Rescale the part of the records that opens with the line containing "Please indicate the ornate" and closes at the end of the records, writing out all of those lines again with the requests included. Multiply every x and y coordinate in the answers by 2.45 and round each to a whole number, with halves rounding up.

** Start of RECORDS PROVIDED **

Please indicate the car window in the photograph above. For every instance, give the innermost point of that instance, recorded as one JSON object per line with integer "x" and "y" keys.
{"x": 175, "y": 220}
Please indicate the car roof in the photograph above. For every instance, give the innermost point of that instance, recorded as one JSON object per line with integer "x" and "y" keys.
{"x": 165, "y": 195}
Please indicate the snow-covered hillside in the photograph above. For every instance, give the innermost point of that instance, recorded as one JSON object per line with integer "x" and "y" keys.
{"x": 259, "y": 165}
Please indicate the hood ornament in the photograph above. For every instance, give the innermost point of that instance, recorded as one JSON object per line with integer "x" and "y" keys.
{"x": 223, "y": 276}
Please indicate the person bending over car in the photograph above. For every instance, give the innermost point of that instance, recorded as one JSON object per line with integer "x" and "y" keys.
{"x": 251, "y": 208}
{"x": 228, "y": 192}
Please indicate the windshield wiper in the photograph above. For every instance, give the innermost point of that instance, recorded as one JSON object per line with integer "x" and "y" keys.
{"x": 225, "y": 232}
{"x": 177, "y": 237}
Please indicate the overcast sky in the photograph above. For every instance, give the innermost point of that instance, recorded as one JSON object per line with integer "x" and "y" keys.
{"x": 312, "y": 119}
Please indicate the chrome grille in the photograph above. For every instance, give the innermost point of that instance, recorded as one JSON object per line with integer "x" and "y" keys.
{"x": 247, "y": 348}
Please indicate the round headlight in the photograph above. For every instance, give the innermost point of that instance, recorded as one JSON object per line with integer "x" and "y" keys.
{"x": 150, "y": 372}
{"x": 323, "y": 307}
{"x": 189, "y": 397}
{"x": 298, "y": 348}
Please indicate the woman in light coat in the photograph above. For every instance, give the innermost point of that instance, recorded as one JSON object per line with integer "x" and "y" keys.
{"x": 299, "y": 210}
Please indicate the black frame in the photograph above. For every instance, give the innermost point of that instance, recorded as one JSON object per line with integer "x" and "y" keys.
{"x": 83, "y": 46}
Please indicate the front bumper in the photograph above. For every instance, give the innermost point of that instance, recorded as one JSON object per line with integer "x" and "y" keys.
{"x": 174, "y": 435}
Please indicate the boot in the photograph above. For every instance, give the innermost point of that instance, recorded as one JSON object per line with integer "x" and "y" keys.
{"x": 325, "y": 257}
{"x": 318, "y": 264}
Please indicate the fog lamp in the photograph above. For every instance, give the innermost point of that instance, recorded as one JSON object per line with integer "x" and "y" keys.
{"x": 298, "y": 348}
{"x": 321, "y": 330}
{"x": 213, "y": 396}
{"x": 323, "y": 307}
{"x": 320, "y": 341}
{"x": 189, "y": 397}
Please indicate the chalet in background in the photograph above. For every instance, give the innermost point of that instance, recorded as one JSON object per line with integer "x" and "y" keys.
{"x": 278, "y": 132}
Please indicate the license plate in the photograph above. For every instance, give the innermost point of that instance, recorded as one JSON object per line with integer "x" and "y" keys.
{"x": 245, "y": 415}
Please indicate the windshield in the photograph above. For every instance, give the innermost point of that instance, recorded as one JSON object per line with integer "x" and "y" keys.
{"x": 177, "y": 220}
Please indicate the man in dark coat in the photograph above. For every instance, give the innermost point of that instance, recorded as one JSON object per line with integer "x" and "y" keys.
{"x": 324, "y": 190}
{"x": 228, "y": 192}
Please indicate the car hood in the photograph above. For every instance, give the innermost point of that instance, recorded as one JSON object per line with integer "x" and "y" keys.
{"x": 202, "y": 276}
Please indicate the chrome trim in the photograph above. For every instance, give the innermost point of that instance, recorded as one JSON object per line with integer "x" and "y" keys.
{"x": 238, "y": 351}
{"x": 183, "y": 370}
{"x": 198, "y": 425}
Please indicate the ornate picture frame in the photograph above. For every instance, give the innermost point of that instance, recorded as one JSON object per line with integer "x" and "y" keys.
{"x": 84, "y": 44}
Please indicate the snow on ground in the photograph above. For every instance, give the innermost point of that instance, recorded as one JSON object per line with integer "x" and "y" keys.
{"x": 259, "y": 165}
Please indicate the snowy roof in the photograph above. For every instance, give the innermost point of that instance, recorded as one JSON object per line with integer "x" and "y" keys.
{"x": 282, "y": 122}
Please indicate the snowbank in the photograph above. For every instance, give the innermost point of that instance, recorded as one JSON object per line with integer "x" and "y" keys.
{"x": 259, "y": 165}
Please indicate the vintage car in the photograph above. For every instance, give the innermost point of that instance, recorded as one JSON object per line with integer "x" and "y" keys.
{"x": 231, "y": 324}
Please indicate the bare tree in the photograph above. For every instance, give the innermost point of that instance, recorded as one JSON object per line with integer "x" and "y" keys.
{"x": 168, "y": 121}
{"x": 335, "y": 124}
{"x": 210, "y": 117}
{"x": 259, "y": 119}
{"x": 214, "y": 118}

** End of RECORDS PROVIDED **

*EXERCISE SOLUTION*
Please indicate the ornate picture frame in the photograph above. For every instance, give the innermost point of that instance, recorded as one JSON object per line with integer "x" and "y" keys.
{"x": 206, "y": 108}
Please indicate the snow on ground in the photograph above. For every instance, give the innermost point of that instance, recorded as one JSON object per line with integer "x" and "y" keys.
{"x": 635, "y": 404}
Please indicate the snowy roof in the photograph above. For every instance, give the innermost point of that instance, recorded as one JSON object per line with integer "x" and "y" keys.
{"x": 691, "y": 299}
Please indicate the snowbank in the photograph above. For every instance, give the innermost point of that instance, recorded as one JSON object per line with integer "x" and "y" keys.
{"x": 635, "y": 404}
Please indicate the vintage car in the photograph above. For every instance, give the innermost point of that instance, recorded as one JSON object per line with integer "x" and "y" keys.
{"x": 566, "y": 794}
Please indicate the bare tree in the photograph above. For every instance, give the innermost point of that instance, recorded as one JSON object per line with integer "x" and "y" keys.
{"x": 412, "y": 296}
{"x": 821, "y": 304}
{"x": 515, "y": 287}
{"x": 635, "y": 292}
{"x": 524, "y": 289}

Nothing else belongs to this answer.